===== Task material =====
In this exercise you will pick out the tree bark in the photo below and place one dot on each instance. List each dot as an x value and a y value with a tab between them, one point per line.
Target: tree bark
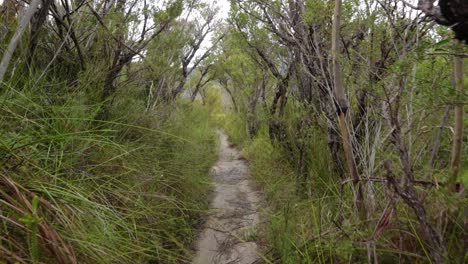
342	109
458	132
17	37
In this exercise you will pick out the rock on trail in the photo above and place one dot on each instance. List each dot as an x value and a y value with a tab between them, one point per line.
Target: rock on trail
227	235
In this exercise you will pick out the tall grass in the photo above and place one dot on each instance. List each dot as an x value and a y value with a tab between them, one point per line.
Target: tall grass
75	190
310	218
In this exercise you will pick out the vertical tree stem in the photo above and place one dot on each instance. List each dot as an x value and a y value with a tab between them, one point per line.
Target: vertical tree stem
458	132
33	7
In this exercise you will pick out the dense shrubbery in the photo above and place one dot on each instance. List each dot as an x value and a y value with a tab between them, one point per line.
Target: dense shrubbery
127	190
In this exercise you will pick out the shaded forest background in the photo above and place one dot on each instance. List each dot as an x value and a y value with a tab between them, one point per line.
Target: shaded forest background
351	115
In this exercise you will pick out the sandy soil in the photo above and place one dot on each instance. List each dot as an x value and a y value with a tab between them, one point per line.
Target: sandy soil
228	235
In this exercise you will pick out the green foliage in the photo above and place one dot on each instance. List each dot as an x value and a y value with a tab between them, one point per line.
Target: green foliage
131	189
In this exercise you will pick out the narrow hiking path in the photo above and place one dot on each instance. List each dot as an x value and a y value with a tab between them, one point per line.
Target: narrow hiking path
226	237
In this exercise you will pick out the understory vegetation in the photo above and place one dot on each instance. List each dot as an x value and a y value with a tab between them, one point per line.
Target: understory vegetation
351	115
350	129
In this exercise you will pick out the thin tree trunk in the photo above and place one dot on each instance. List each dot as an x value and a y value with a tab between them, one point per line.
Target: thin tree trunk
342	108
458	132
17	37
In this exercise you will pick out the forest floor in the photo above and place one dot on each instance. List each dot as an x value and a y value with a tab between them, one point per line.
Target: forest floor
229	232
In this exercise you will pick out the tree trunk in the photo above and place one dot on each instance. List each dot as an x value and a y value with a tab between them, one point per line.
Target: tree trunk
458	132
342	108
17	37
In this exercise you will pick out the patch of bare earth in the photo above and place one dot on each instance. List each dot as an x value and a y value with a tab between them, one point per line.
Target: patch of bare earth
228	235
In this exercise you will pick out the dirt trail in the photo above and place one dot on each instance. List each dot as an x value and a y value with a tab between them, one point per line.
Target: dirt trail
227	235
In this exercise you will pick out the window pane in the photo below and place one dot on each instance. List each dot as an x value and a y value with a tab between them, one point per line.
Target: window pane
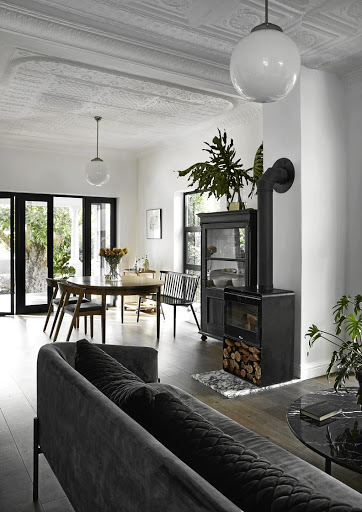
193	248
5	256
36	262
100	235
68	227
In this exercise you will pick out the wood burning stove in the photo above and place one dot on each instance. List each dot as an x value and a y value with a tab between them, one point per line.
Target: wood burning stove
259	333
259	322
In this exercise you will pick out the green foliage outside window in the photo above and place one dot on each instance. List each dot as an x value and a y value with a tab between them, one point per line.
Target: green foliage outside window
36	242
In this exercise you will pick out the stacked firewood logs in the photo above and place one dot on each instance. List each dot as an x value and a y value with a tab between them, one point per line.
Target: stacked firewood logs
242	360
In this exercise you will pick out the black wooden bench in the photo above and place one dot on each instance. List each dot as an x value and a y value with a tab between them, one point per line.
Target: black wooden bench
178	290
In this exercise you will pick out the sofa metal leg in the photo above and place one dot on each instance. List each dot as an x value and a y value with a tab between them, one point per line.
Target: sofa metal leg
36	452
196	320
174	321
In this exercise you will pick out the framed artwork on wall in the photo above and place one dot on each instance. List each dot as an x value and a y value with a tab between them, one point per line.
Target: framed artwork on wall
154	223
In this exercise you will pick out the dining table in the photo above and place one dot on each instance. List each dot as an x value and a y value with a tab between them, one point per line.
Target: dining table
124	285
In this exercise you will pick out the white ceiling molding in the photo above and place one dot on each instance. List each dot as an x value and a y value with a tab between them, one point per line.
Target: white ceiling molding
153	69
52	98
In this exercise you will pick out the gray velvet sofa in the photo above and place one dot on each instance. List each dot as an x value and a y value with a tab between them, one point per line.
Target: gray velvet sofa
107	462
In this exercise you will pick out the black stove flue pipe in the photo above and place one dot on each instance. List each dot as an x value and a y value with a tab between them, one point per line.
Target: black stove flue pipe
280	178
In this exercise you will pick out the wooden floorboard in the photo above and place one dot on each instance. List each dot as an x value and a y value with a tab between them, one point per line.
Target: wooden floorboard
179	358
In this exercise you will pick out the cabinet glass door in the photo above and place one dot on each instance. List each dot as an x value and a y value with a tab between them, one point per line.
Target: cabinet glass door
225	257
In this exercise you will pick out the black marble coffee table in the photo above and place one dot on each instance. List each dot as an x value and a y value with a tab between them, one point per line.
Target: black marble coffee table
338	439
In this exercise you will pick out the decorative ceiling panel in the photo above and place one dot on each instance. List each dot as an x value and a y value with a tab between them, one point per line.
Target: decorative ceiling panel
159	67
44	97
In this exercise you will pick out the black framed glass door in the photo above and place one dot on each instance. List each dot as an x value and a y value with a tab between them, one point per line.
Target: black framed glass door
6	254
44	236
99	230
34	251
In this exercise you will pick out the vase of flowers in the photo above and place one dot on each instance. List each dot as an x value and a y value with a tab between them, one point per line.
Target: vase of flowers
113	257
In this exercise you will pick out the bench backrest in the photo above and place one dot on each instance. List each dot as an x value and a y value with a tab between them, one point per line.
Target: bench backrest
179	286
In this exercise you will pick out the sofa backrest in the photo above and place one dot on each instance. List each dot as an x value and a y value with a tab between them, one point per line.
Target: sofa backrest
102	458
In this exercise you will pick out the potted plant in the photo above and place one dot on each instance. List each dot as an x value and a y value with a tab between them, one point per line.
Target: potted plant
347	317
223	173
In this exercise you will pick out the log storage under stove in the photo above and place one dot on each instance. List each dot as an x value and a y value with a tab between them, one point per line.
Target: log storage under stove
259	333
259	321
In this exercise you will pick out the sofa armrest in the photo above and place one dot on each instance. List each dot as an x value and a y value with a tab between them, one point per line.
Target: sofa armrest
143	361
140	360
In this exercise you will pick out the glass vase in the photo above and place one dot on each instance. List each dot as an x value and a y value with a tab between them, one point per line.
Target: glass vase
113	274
=====
== Exercise directions ==
Would it be possible to give the material above again exactly, with the pictures left out?

== Problem solution ==
In this exercise you will pick out the tree bark in the photo below and place one dot on each instance. List each dot as an x value and a y value with a tab between them, one point per line.
Target: tree bark
342	109
458	132
17	37
In this exercise you will pick out the rock on trail in the photo above and place one dot on each instance. List each dot as an x value and a y value with a tab between them, one point per line.
Target: rock on trail
227	235
In this exercise you will pick out the tall grass in the photo above and place one dot on each instance. List each dot as an x value and a y value with a tab between them, one point per line.
Target: tall grass
75	190
310	218
In this exercise you will pick out the vertical tree stem in the photo above and place one dot on each instance. List each dot as an x value and a y value with a tab between them, one point per line.
Target: vertical tree stem
458	132
33	7
In this exercise you will pick out the dense shrubbery in the photo above and place one dot on each instance. List each dot as an x value and a y value with a tab between them, one point per line.
Target: dense shrubbery
127	190
In this exercise you will pick out the shaded forest background in the photo above and place one dot on each instance. List each dot as an x value and a y value with a tab between them, one point per line.
Target: shaded forest background
351	115
In this exercise you will pick out the sandy soil in the photo above and place one dot on each instance. List each dot as an x value and a y value with a tab between them, one point per line.
Target: sandy soil
228	235
In this exercise you will pick out the green foliage in the photo above and place one dot on each instance. List each dot as an x value and a y value with a tab between them, one point per line.
Target: green foliage
131	189
In this exercise you will pick out the narrow hiking path in the photo above and place one dot on each instance. List each dot as an x value and a y value with a tab between them, one point per line.
Target: narrow hiking path
226	237
In this exercise you will pick out the understory vegetation in the photo above and place one dot on each instance. List each dot as an x value and a y value with a tab between them, one point per line.
Target: understory vegetation
351	115
350	129
In this exercise you will pick out the thin tree trunk in the photo above and place one dot on each instance. List each dot as an x value and a y value with a tab between them, one point per line.
Target: thin tree trunk
342	108
458	132
17	37
In this exercise you will pick out the forest floor in the photo above and place one dot on each instance. List each dot as an x value and a y value with a tab between them, one point per line.
Target: forest floor
229	232
In this exercise you will pick out the tree trunk in the photo above and place one dot on each instance. List each dot as an x value and a y value with a tab between them, one point per line.
Target: tree trunk
458	132
342	108
17	37
In this exercise you will pick out the patch of bare earth in the photo above and place one dot on each instance. List each dot as an x value and a y value with a tab between them, one point per line.
Target: patch of bare earth
228	235
In this exercise you will pick out the dirt trail in the photo above and place one dot on each instance. List each dot as an x value and a y value with a tab between them, one point per line.
Target: dirt trail
227	235
In this exercise you will pick out the window pane in the photo below and place one dot on each instance. List each dot as an x value and a y value with a tab between them, one point per line.
Target: window pane
193	248
5	256
36	262
100	235
68	227
In this exercise you will pick out the wood burning stove in the photo above and place one dot on each instance. List each dot as an x value and a y value with a tab between them, one point per line.
Target: wood burning stove
259	333
259	322
In this exercise you will pick out the green foliage outside window in the photo above and place one dot on each instance. List each dot as an x value and a y value with a tab between them, one point per line.
Target: green foliage outside window
36	242
In this exercise you will pick out the stacked firewood logs in the photo above and place one dot on each instance. List each dot as an x value and a y value with a tab between them, one point per line.
Target: stacked firewood logs
242	360
In this exercise you will pick out the black wooden bench in the photo above and place one dot on each instance. List each dot as an x value and a y value with a tab between them, one point per line.
Target: black wooden bench
178	290
In this exercise you will pick out the sofa metal leg in the photo above and place one dot on each instance. List each dot as an x value and a y value with a tab between them, one point per line.
Target: sofa metal leg
36	452
196	320
174	321
In this exercise you will pick out the framed artwork on wall in the photo above and place one dot on each instance. List each dot as an x value and a y value with a tab between them, one point per line.
Target: framed artwork on wall
154	223
In this exercise you will pick out the dining table in the photo above and place one dot on each instance. List each dot as an x value and a y value with a tab between them, one point per line.
Target: dining table
124	285
In this exercise you will pick out the white ceiling molding in the photo above and place one dot on each instance. List each dot as an x value and a y value with a tab between them, one point per line.
Target: white ceiling molding
153	69
52	98
In this exercise you will pick out the gray velvet sofa in the photo above and place one dot on each instance. List each dot as an x value and a y value with a tab between them, one point per line.
Target: gray velvet sofa
107	462
In this exercise you will pick out the black stove flue pipe in the photo above and place one dot on each instance. List each dot as an x value and a y value with a tab between them, one point per line.
Target: black stove flue pipe
280	178
In this exercise you will pick out the wooden floorboard in the photo above and place one dot on each instance. List each dot as an x value and a y value with a tab between them, one point per line.
Target: wooden floorboard
179	358
In this exercise you will pick out the cabinet glass door in the photo above and place one dot on each instance. List each dot as an x value and a y value with a tab between them, one point per line.
Target: cabinet glass door
225	257
In this exercise you will pick out the black marble coffee table in the photo above and place one dot on each instance. List each dot as an x value and a y value with a tab between them, one point per line.
Target: black marble coffee table
338	439
In this exercise you will pick out the decorative ceiling panel in the photo above and place one dot on each instance. List each dot as an x value and a y value with a tab between them, one point per line.
Target: decorative ceiling panel
159	67
44	97
In this exercise you will pick out the black framed glass door in the photo above and place one dot on each instance. List each dot as an x value and a y value with a tab between them, one point per line.
Target: black framed glass door
6	254
44	236
99	230
34	251
In this exercise you will pick out the vase of flowers in the photo above and place one dot on each instance. List each dot as an x value and a y value with a tab between them, one point per line.
Target: vase of flowers
113	257
In this exercise you will pick out the bench backrest in the photo above and place one dot on each instance. List each dot as an x value and a y value with a tab between them, one point per line.
Target: bench backrest
179	286
In this exercise you will pick out the sofa backrest in the photo above and place one dot on each instance. List each dot as an x value and a y value with a tab between them, one point per line.
Target: sofa backrest
102	458
In this exercise you will pick out the potted plant in the photo above and place one dot on each instance. List each dot as an x value and a y value with a tab between them, one point per line.
Target: potted plant
347	317
223	173
In this exercise you will pick out the log storage under stove in the photo above and place one dot on each instance. List each dot as an x value and a y value with a tab between them, one point per line.
Target: log storage under stove
259	333
259	321
In this exercise you will pick out the sofa armrest in the photo above and place one dot on each instance. List each dot as an x value and a y value with a tab between them, one point per line.
Target: sofa armrest
143	361
140	360
In this exercise you will pick out the glass vase in the photo above and place one dot on each instance. List each dot as an x value and a y value with a tab between them, one point per line.
Target: glass vase
113	274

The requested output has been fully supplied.